__Dataset__
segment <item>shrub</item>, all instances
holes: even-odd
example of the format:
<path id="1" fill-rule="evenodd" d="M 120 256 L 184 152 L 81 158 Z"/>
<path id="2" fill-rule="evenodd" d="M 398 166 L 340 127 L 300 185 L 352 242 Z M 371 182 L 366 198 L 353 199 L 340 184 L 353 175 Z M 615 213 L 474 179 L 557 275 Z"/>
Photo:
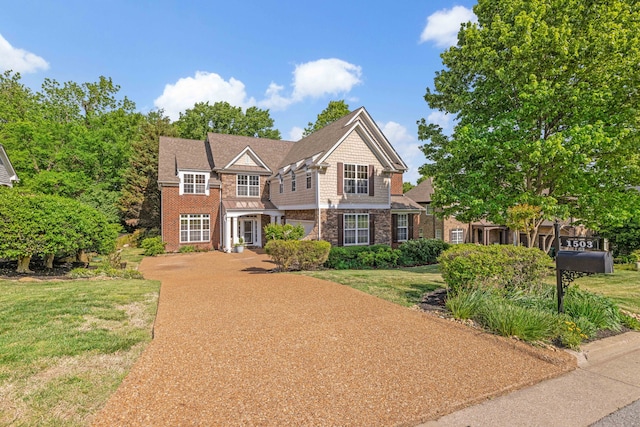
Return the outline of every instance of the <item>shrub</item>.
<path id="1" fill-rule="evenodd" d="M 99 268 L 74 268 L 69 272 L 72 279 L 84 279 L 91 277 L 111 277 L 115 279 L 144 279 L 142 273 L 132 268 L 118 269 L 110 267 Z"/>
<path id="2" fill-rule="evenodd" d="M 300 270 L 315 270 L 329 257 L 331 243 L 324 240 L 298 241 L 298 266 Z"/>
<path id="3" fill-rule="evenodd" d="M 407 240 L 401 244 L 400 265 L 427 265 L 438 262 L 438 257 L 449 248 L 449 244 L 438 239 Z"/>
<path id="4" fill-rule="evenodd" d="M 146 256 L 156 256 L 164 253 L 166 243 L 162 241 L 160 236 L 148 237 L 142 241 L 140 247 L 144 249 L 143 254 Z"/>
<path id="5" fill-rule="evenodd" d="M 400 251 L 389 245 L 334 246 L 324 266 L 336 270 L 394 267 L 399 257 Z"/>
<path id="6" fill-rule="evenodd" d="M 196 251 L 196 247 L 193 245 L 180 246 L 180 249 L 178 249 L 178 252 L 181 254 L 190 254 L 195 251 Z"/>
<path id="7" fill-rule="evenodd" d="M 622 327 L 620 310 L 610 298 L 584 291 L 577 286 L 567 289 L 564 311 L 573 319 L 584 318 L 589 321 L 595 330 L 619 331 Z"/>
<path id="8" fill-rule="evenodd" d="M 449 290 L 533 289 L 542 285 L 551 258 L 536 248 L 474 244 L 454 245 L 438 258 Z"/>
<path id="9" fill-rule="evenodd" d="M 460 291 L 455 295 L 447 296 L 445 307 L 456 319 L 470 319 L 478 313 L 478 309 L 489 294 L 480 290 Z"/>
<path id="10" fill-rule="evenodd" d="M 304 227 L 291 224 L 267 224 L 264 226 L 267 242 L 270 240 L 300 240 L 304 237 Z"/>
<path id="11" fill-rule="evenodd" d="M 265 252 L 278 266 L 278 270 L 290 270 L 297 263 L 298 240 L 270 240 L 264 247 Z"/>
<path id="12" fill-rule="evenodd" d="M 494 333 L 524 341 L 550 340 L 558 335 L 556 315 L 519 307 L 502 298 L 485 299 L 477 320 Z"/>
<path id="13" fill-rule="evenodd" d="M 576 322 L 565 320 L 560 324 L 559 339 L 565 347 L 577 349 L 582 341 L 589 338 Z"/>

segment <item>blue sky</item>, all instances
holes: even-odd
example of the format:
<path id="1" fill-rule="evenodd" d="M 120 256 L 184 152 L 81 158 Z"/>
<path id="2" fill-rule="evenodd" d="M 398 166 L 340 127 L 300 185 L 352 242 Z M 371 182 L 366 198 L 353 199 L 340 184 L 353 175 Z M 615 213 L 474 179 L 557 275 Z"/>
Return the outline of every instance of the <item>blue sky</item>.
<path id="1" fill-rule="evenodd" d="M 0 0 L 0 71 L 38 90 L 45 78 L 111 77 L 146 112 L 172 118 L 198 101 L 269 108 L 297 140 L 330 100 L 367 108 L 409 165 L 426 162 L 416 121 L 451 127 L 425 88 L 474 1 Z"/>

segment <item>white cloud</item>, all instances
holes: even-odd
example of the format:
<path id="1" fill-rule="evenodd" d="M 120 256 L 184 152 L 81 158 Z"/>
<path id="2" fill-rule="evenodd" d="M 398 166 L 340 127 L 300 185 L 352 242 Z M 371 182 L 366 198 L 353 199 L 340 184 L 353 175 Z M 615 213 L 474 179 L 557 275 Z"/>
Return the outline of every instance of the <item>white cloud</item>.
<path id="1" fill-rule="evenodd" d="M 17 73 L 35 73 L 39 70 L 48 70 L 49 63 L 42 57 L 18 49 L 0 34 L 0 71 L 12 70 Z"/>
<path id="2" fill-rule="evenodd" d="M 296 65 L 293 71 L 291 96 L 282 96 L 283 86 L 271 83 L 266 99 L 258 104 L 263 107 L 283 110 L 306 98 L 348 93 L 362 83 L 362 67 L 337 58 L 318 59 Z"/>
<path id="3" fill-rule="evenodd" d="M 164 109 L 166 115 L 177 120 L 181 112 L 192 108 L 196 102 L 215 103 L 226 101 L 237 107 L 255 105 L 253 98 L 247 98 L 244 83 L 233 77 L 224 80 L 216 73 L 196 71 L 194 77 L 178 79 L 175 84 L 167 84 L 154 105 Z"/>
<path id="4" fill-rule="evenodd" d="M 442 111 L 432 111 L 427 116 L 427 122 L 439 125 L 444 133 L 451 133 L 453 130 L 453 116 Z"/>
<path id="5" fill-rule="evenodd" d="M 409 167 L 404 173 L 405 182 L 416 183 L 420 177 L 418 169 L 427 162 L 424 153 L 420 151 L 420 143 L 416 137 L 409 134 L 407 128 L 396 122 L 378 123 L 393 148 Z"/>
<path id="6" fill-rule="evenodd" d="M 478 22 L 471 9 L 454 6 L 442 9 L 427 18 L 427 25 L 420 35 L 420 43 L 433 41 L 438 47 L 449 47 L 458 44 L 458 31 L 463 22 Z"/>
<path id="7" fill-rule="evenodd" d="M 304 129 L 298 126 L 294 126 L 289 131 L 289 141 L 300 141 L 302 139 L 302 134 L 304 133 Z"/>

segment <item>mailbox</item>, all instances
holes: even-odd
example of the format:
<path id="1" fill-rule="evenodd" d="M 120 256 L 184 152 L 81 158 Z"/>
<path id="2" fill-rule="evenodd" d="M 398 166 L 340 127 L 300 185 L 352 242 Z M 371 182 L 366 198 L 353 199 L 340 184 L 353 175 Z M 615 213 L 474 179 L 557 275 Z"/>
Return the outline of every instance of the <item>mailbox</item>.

__Task directions__
Your task is to copy each line of the material that contains the word "segment".

__Solved exercise__
segment <item>shrub</item>, all instances
segment <item>blue sky</item>, all instances
segment <item>white cloud</item>, all instances
segment <item>mailbox</item>, all instances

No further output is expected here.